• PROBLEM REQUIREMENTS:
Return every line in the items below that contains the word "suit", copying each line in full. Matching is case-sensitive.

• RAW RECORDS:
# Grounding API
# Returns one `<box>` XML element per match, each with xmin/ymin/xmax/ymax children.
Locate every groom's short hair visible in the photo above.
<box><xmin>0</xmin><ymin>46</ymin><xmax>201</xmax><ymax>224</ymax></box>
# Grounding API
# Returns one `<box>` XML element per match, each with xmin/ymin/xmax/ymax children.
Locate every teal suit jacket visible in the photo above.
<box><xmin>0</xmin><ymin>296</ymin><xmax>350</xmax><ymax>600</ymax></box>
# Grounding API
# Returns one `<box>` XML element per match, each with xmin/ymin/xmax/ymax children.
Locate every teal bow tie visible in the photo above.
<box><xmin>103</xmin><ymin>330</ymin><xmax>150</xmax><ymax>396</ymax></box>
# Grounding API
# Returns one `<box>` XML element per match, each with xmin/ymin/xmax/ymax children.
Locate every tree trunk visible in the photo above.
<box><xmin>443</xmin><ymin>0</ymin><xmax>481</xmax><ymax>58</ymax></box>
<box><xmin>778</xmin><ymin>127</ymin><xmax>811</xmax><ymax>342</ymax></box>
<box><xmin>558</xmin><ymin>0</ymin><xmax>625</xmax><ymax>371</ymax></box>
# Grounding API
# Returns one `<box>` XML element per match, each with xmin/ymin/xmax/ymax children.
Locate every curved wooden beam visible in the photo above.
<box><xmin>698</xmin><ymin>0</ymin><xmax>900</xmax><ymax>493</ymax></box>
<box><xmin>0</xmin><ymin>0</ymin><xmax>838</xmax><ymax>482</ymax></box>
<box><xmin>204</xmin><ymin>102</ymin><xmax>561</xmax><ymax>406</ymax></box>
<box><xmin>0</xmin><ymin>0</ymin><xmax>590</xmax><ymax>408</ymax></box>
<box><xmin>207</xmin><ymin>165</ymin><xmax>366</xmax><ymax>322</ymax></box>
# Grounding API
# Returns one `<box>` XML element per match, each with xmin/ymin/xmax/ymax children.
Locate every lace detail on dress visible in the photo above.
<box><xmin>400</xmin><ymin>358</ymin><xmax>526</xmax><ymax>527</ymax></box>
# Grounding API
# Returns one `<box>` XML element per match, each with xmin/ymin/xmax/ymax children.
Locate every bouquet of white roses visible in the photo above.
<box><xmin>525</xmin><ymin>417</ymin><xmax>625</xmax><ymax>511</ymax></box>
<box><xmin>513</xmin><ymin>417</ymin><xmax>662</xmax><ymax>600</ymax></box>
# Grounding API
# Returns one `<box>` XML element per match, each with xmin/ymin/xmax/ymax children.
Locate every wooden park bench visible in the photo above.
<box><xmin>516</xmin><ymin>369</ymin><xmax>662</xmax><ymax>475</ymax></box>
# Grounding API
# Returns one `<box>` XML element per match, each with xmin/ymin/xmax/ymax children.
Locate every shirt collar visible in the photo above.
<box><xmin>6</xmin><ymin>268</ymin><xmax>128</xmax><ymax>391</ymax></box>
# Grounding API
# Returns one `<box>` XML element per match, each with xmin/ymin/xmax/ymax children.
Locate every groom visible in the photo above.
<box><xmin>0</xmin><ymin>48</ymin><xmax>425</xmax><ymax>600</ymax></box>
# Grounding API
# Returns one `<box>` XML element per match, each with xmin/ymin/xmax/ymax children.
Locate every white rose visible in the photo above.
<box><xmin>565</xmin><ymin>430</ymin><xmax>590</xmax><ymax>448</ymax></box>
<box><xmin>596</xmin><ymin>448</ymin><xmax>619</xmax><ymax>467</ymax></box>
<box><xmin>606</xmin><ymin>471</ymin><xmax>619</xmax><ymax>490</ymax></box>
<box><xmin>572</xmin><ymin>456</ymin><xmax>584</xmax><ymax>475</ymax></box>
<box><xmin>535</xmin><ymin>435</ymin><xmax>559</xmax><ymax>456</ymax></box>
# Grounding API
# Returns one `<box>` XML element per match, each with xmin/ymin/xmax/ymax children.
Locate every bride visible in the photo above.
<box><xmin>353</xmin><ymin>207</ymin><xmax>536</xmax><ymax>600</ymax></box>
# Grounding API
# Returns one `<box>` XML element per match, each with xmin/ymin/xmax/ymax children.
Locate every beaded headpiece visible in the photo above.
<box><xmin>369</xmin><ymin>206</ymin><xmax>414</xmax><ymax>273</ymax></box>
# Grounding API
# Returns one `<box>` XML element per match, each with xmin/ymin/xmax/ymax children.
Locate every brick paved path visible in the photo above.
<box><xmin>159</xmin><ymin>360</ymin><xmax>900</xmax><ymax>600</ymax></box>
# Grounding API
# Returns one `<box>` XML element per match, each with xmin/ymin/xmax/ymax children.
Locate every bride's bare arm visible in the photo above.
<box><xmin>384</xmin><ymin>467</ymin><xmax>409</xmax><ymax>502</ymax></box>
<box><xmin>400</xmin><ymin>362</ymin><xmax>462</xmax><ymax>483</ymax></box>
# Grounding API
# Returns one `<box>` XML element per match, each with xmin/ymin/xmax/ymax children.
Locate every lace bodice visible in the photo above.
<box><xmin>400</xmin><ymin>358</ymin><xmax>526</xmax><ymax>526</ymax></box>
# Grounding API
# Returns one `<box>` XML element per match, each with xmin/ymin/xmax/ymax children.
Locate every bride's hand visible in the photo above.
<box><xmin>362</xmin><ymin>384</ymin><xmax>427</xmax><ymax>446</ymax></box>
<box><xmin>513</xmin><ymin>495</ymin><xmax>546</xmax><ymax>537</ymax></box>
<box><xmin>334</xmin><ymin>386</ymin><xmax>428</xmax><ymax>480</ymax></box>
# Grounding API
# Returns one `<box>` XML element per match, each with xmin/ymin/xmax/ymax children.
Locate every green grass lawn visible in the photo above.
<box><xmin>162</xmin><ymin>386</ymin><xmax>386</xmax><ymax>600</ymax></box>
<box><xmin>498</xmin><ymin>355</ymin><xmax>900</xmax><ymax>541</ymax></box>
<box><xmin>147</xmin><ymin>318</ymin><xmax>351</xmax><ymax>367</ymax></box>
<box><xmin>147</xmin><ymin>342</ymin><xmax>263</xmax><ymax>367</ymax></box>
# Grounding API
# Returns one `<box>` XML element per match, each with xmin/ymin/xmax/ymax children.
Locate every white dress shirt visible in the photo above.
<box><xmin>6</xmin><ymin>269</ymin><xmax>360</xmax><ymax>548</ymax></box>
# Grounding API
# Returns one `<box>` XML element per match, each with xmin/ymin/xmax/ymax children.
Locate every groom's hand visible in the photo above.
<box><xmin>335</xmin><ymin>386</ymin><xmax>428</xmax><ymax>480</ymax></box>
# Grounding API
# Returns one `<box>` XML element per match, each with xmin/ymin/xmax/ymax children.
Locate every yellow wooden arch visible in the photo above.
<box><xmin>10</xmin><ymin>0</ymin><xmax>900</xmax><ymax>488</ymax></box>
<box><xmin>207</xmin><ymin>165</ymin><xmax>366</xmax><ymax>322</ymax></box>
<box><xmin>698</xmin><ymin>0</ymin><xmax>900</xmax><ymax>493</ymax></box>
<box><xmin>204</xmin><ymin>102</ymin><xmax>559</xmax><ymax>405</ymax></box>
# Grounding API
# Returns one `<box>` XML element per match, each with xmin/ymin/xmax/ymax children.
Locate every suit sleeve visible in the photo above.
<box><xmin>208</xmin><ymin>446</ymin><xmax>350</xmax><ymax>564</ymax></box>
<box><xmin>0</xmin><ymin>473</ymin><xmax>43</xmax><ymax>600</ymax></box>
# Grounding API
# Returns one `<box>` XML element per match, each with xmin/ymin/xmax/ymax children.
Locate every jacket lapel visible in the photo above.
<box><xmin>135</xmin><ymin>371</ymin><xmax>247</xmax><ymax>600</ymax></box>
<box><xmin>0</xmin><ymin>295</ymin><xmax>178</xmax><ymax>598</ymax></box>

• TASK OUTPUT:
Locate every teal suit jacket visible in the photo above.
Locate every suit sleeve visible in the photo above.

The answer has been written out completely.